- GIVEN PASSAGE -
....................

Navigating in the dark is no easy feat, but this is how everyday is for the visually challenged. Anang Tadar, Class XI student from Arunachal Pradesh, has developed a pair of glasses to help the visually-impaired navigate “hands-free”. Tadar’s goggles, G4B, uses echolocation technology – mimicking how bats sense their surroundings – to alert visually-impaired wearers to objects within 2 metres of its field view.
The power of the ocean can now power cars! That’s what the Ocean Energy Probe does. Hannah’s energy producing device converts the energy of ocean currents into usable power through a generator. Her device if scaled up, can power up to three car batteries and on a larger scale, it can even desalinate sea water and convert it into potable water.
3,2,1.. Lift off. Another day at the NASA Space Station? Nope! They just launched the smallest satellite ever made, and the maker? He’s just another 18 year old from the neighbourhood . Rifath Sharook scripted history in June after NASA sent a 3D printed satellite he helped build into space.

....................

(Records taken from a collection)

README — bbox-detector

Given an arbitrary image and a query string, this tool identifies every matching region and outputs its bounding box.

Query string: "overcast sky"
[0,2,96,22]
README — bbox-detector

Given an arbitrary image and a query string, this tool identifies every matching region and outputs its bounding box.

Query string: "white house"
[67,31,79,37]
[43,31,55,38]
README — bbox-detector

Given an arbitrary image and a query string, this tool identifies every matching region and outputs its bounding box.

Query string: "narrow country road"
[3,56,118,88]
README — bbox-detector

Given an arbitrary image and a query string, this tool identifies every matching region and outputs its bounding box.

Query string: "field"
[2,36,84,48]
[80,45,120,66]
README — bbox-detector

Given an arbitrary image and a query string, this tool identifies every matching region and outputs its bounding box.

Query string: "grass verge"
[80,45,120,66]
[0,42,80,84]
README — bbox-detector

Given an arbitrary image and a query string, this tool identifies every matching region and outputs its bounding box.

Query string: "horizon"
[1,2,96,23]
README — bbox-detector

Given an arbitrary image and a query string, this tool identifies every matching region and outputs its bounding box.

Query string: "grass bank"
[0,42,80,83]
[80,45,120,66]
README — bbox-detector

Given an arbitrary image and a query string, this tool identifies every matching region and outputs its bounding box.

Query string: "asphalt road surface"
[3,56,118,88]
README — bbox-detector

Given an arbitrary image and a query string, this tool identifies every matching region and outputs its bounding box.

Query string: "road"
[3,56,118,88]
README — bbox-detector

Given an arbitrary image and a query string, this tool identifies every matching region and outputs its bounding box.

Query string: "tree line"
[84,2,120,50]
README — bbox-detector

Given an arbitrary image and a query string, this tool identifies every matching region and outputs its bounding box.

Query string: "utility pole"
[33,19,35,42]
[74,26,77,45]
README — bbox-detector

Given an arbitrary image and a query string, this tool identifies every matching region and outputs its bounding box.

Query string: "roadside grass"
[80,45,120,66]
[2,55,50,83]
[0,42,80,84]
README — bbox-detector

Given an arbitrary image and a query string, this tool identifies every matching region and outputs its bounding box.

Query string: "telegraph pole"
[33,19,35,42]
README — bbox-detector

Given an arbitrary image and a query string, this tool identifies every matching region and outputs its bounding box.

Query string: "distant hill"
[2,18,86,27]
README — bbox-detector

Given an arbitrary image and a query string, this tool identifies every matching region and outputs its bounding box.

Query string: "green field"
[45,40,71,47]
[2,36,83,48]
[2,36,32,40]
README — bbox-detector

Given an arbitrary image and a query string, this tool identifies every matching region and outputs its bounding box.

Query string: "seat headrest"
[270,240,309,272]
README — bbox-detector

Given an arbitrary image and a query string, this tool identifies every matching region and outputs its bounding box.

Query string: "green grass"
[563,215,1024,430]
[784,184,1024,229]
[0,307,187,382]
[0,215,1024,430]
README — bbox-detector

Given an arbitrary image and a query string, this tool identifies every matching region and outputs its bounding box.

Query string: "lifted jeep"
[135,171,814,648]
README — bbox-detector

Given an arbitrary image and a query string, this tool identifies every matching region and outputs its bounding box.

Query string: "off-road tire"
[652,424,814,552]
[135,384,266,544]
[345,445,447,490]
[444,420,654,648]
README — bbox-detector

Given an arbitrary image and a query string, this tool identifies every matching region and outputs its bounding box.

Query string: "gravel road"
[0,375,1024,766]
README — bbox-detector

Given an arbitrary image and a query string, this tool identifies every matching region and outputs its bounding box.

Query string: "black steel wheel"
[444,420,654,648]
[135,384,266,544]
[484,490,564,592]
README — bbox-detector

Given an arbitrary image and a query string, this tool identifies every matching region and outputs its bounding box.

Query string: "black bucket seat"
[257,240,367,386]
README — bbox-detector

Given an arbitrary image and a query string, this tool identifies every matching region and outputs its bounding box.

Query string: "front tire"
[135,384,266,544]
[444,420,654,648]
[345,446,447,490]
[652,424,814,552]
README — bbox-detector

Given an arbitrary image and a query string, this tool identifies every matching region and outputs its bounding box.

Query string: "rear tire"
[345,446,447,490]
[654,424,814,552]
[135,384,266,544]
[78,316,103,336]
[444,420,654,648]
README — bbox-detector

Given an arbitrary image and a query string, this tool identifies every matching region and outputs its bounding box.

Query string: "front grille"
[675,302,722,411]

....................

- PROBLEMS AND TASKS -
1/ Reproduce the passage on young inventors word for word, starting at "3,2,1.. Lift off." and ending at "build into space.".
2/ Carry on the passage about young inventors, picking up right after its final sentence.

- IN RESPONSE -
1/
3,2,1.. Lift off. Another day at the NASA Space Station? Nope! They just launched the smallest satellite ever made, and the maker? He’s just another 18 year old from the neighbourhood . Rifath Sharook scripted history in June after NASA sent a 3D printed satellite he helped build into space.

2/
The Earth as we know it, is dying. The rising surface temperatures, population boom and decreasing fuels, are all major concerns for this dream team of 15 girls from Delhi. So the bunch of 18-21 year old, put their heads together and envisioned the Iris, a fuel-efficient car with a mileage of 300 kmph. Despite gender stereotypes adding hurdles to their path, this team is adamant on finishing the project as women who are striving to take the climate crisis into their own hands.
It’s never too early to bag a Nobel Prize of your own. Indrani Das, has more to her name than the average 17 year old, she has managed to win the Regeneron Science Talent Search Competition, also dubbed as the “ Junior Nobel Prize”. Her research has helped find a method to tackle the abnormal growth of astrocytes (a type of cell) in the case of an injury. An increase in the number of astrocytes can possibly lead to destruction of neurons which can now be prevented thanks to her work.
These children wield the powers of Science and human imagination to make the world a better place and their admirable dedication is making a difference one step at a time. At such a young age they are highly aware of their social responsibility and the importance of Science in tackling the problems faced by people in their community or country. Now, it’s your turn to change the world. Step up, start exploring the world of Science and fall in love with learning.